WPP’s lost opportunity
The dust has settled on Sir Martin Sorrell’s departure from WPP and now come the questions – what is his legacy and what next?
In the days that followed his departure, there was plenty of admiration for Sir Martin’s drive and relentless energy – seemingly, he rotated the world constantly, meeting staff and networking with clients. He made advertising an important global business and built a huge company. Yet, the commentariat have arrived at no consensus as to his legacy – and what the future might hold for WPP. There are now two CEOs in place, which is not a good sign, and indicates that his departure was an unplanned panic – an indictment of the board of this large and important company. I enjoyed working for Sir Martin Sorrell and have written about how he supported me. Now, I want to take the longer view and offer some solutions.
To understand a brand or business, it is useful to go back to its origins – often this uncovers the DNA, the successful formula that tends not to change unless the organisation faces a disaster and is forced to do so.
The DNA of WPP
When (then) Martin Sorrell bought Wire and Plastic Products (and renamed it WPP) as a vehicle for acquiring companies, I am not sure that his plan was to create a brand. He bought famous brands like Ogilvy and J. Walter Thompson. WPP was a holding company aimed squarely at the money men (finance was a macho world in the 1980s) with a promise of increasing shareholder value. He certainly did that – it just grew and grew and got bigger and bigger. Owners of independent companies were keen to sell and cash in and Sorrell was hungry for growth. He did not invent the holding company model but he pursued it on a global scale. And his senior executives – members of the share scheme did well too. (It would be mealy-mouthed of me not to thank Sir Martin for the cheque at this point).
WPP becomes a brand!
Sorrell’s big insight was that ad agencies were relatively small businesses, often poorly or self-indulgently run, with margins as low as five percent. With some professional financial management, cost cutting and cost control, these could be transformed into businesses making a 20% margin. And that trick could be repeated over and over again globally for quite some time.
Sir Martin, being a great and acutely perceptive businessman, seized the opportunities of his time. But he failed, in my view, to stand against the ills of our time and point the way to the future. This is a tough ask, given his achievement I realise, but it is what a great and enduring brand has to do. Fiercely competitive and driven to win on a day by day basis, Sir Martin lost his moral compass.
* * * * *
Carry on the article about Sir Martin Sorrell and WPP, picking up after its last sentence. The items have nothing to do with what is asked here.
* * * * *
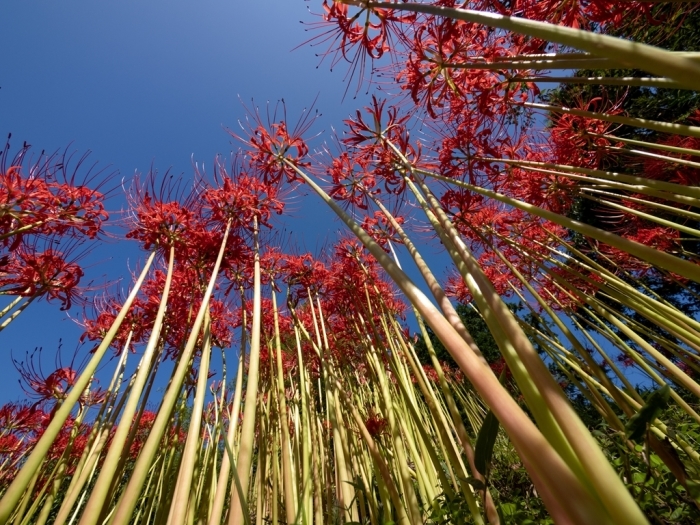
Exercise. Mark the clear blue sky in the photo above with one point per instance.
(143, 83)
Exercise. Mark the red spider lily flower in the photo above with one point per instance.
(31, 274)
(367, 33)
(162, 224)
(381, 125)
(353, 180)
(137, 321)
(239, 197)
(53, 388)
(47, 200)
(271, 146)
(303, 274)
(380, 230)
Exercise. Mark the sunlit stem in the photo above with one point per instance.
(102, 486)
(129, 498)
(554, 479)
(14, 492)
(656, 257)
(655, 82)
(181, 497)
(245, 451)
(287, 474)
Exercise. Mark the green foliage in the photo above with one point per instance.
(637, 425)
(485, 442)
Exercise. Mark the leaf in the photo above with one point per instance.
* * * * *
** RESPONSE AREA **
Yet, through his high profile he also, perhaps accidentally, built a recognisable global brand. Certainly, when you say that company x is “a WPP company” it stands for something – good management, efficiency, scale, globalism, and, from all that top-level hobnobbing at Cannes and Davos, a touch of glamour too. When I was CEO of Red Cell Advertising in London, it was a mark of quality to say that it was “a WPP company.” Sir Martin is, as journalists say, “good copy” and all those column inches added up to a brand in the vanguard of globalisation.
WPP innovates
There was innovation too (most notably in GroupM) where the spend of all the media companies was brought together to deliver financial and negotiating clout on behalf of the clients. WPP was not the first to do this – success does not always go to pioneers but to those who execute with the most conviction. WPP did that. There were ‘team WPP’ organisational innovations as well, in which people from different WPP companies were brought together in a tailored offering for individual clients. This, in WPP, went by the deadening jargon of ‘horizontality’. I led such a team and it was a compelling new business winning offer. WPP got better at the running of these teams by putting them under a single P&L – but too often, these were proposed as ways of achieving efficiency and saving money which tended to hobble them from the get go. Cheap/efficient rather than clever/strategic/creative is rarely a good position for a creative outfit. People often did not want to work in these units. Rank and file clients often resented a deal that had been done at top level around financial criteria and handed down. There were successes – but too often, they fell apart. What had made GroupM a compelling and easy to understand proposition in ‘media investment management’ did not necessarily play in the creative arena.
What went wrong?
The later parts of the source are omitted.